- WHAT THE TASK REQUIRES
Go through the entries below and tally the lines holding "part"; please reply with the number only.

- DATA IN THIS EXERCISE
# # #

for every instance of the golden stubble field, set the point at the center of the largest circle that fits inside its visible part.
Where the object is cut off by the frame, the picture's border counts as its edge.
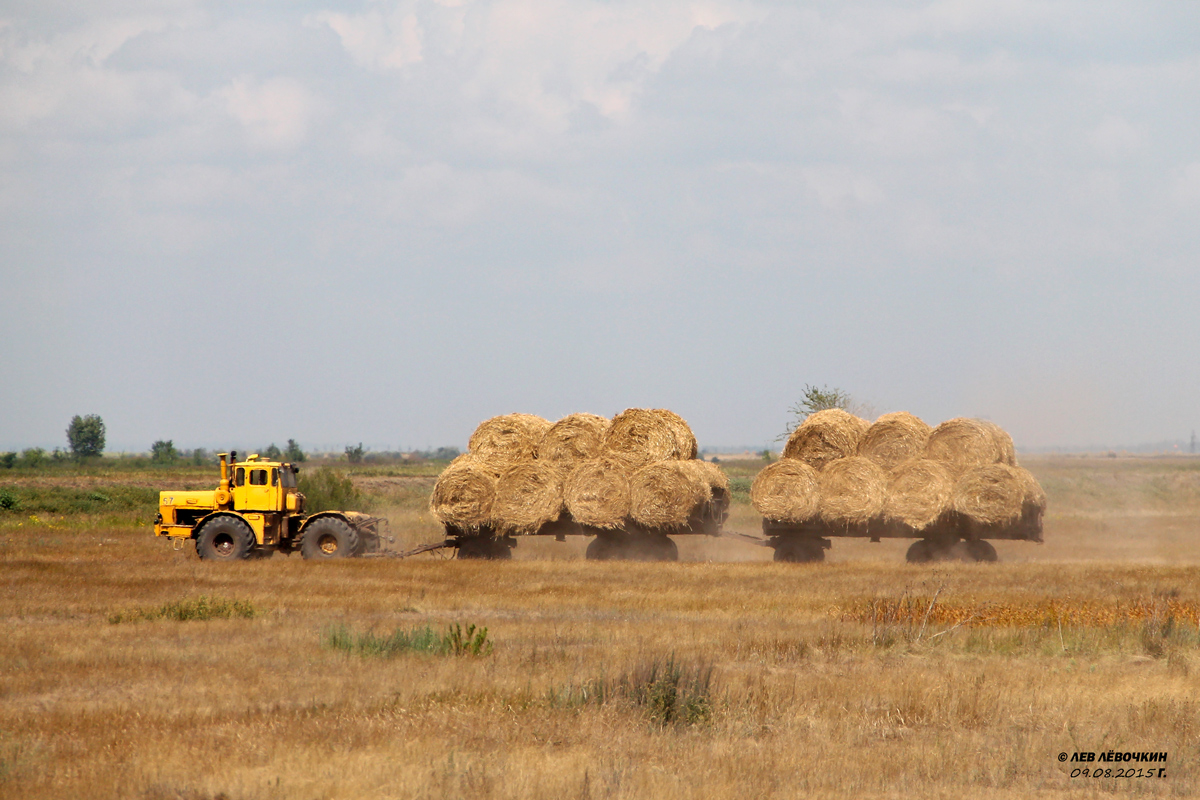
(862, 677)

# # #

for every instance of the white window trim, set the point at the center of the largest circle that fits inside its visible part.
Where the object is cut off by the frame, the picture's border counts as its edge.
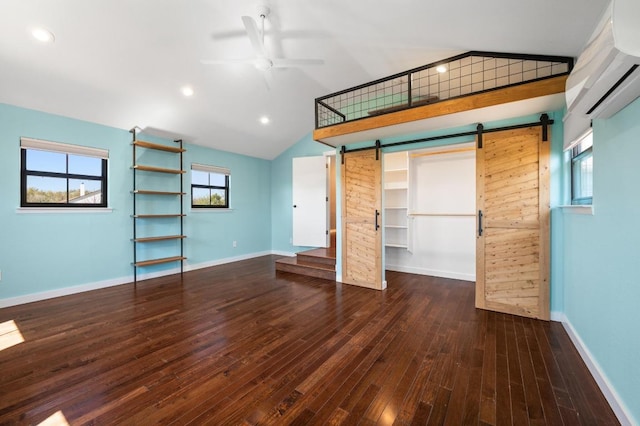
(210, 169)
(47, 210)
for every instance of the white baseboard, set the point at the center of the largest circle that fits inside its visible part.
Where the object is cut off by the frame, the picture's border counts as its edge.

# # #

- SOLUTION FOR THIS PROBLEM
3